◆ **What to produce**
Will you restate verbatim the lines running from the line with "Task: Where can the lips" to the end of the data, leaving out everything else?

----- Provided records -----

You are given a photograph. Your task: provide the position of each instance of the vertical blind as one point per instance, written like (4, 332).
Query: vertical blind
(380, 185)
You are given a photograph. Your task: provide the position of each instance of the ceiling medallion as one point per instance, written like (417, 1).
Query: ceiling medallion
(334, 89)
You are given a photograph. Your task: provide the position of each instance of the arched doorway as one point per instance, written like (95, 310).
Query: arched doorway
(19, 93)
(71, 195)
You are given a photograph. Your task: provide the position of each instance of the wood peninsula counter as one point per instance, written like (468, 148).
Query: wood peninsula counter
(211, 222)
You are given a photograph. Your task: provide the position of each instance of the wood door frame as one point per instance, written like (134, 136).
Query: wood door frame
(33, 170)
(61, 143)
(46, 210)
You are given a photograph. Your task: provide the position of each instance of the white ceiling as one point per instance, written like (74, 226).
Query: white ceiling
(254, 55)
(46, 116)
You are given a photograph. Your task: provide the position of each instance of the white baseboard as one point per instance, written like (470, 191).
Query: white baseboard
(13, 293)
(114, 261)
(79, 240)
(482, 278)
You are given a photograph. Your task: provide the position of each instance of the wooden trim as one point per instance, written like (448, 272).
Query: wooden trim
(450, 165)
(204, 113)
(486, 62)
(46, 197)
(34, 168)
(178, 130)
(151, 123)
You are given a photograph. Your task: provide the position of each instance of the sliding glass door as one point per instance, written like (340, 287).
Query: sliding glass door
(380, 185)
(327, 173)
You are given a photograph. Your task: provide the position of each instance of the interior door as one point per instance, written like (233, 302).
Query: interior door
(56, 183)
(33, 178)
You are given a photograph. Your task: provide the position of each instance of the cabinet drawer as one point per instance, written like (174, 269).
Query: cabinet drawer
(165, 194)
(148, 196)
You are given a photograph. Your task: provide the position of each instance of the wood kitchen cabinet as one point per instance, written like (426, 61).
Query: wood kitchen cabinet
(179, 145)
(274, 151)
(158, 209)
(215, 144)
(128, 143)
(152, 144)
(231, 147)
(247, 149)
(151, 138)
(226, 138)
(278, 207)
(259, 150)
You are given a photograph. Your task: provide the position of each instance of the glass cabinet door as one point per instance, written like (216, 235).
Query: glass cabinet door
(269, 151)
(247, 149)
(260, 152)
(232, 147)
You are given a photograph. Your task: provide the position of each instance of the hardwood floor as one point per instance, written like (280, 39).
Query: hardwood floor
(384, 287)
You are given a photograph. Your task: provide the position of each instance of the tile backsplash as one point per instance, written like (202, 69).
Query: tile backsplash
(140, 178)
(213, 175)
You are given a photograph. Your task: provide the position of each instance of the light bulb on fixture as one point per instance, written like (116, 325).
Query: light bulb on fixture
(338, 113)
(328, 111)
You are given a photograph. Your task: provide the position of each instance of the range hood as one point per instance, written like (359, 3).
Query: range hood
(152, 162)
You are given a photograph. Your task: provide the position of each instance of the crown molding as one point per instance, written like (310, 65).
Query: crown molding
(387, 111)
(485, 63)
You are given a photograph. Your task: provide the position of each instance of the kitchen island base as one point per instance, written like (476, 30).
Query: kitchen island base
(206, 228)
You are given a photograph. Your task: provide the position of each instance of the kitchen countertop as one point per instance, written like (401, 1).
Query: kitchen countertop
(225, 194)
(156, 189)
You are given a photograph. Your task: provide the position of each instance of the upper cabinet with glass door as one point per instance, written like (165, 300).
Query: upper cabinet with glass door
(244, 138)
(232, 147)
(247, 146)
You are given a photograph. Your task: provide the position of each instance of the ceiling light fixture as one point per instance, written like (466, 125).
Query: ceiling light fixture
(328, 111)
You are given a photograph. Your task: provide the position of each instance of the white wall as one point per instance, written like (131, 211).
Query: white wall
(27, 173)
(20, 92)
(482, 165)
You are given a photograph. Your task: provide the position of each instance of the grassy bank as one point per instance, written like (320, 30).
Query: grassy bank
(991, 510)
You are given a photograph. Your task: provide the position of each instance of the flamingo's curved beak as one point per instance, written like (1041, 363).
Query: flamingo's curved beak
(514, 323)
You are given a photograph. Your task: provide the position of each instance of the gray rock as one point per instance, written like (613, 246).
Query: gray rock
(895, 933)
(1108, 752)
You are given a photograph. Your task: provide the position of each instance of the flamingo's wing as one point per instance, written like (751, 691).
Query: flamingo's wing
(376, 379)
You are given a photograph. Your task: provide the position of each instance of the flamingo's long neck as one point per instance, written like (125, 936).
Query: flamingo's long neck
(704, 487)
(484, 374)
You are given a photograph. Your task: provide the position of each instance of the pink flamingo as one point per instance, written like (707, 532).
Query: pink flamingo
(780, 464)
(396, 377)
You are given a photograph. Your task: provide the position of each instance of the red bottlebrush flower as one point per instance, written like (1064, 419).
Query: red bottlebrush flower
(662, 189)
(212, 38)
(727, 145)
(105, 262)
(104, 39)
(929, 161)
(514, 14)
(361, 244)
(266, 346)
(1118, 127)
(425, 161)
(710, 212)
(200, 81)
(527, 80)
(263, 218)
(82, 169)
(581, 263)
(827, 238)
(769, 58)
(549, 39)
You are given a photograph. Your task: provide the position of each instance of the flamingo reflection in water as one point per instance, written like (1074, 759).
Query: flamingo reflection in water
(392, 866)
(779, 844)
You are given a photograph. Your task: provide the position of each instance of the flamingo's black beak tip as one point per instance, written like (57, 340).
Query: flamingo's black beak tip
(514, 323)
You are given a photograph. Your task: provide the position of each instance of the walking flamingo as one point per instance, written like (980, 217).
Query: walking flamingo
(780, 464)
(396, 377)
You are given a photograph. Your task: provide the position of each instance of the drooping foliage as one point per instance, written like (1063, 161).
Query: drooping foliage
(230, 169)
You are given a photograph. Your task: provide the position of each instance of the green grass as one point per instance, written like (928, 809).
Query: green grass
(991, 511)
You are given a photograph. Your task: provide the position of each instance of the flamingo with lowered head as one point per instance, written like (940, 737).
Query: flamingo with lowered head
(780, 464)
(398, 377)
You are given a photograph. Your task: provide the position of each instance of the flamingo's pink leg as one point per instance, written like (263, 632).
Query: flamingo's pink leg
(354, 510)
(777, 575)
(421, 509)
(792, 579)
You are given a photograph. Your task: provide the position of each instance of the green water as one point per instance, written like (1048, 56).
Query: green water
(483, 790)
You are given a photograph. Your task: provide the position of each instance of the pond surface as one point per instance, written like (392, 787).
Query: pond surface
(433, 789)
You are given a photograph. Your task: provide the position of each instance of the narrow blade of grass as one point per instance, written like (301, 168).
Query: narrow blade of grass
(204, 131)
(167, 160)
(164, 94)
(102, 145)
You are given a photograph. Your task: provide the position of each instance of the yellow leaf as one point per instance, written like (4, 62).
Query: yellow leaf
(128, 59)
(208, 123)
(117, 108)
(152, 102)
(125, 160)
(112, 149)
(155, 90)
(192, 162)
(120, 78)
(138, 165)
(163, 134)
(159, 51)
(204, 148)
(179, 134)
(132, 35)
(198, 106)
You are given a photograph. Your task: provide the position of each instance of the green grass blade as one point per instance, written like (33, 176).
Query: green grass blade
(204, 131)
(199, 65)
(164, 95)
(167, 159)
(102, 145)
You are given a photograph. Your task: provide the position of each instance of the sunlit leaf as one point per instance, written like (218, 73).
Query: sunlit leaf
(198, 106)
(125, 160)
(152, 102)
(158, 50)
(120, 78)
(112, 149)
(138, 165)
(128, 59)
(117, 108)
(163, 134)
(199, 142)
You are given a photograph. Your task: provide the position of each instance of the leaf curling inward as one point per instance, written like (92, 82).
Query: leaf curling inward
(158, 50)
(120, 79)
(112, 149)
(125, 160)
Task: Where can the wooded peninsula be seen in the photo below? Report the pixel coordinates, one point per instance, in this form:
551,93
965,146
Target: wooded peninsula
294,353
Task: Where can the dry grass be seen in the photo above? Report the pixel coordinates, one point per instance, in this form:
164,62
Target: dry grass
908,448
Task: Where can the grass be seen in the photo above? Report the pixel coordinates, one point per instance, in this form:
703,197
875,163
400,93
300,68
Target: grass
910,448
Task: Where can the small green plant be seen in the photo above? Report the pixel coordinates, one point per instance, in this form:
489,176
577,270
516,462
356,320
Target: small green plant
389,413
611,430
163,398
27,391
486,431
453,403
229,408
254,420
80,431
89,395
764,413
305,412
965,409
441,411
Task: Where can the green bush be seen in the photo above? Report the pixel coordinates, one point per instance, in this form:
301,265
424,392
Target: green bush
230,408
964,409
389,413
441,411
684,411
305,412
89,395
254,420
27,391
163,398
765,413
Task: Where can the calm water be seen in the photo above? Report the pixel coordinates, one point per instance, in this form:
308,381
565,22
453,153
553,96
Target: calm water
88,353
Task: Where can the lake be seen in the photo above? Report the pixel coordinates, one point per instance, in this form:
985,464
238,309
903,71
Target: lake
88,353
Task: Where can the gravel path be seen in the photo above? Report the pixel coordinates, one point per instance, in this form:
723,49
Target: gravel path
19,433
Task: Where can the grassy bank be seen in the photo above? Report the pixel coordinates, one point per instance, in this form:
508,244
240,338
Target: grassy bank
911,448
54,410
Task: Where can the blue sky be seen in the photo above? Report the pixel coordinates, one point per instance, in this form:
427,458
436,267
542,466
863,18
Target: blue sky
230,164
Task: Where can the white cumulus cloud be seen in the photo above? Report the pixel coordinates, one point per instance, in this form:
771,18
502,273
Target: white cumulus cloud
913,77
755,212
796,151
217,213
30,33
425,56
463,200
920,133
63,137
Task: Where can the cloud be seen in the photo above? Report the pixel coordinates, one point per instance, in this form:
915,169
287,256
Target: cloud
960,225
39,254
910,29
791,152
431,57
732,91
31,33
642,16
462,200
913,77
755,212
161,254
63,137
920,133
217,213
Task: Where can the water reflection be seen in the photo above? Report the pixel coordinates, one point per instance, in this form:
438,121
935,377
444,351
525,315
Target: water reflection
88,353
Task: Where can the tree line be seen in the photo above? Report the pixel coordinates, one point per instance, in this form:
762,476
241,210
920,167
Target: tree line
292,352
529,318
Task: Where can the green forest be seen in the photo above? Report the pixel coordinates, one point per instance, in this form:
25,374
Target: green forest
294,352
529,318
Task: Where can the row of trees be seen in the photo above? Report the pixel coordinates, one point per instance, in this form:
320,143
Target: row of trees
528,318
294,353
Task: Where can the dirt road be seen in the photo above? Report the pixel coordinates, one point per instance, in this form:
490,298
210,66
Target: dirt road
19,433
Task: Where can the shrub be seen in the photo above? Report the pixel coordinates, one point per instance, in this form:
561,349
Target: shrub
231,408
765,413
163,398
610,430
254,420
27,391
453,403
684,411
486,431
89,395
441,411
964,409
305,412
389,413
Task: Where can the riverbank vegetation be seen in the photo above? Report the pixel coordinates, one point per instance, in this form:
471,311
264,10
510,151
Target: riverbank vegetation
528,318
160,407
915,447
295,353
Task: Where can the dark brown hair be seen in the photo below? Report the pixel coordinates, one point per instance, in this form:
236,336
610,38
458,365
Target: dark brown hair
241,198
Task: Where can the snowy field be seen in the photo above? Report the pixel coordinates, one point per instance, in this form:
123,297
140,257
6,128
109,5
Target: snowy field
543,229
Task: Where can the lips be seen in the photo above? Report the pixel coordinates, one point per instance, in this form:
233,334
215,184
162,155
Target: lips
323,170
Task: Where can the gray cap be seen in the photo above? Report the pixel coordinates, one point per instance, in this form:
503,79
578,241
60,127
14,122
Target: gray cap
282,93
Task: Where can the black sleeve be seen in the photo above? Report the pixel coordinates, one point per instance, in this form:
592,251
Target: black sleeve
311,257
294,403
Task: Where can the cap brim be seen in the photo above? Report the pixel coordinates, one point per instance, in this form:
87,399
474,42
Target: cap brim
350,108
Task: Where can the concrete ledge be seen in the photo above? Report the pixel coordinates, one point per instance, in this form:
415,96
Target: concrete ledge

-----

◆ **Output of the task**
Task: Where can the lips be seen in the photo above? Report the pixel coordinates, one point per instance, in this form:
233,334
215,184
162,155
Target: lips
323,170
Task: Where can the gray cap be seen in the photo above? Report the pixel coordinates, one point per instance, in this form:
503,79
578,241
60,127
14,122
Target: gray cap
282,93
Task: Where can the black sleeve be seen in the photo above? Report the pixel coordinates, one point per instance, in this form:
592,251
Target: black sleeve
311,257
294,403
Task: Where can the cap brim be seen in the photo above? Report the pixel coordinates, one point per instance, in this form:
87,399
474,42
Target: cap brim
350,108
Task: Where can the concrete ledge be seen in the photo above? Report the pixel coordinates, one point per instance, in this form:
415,96
Target: concrete ledge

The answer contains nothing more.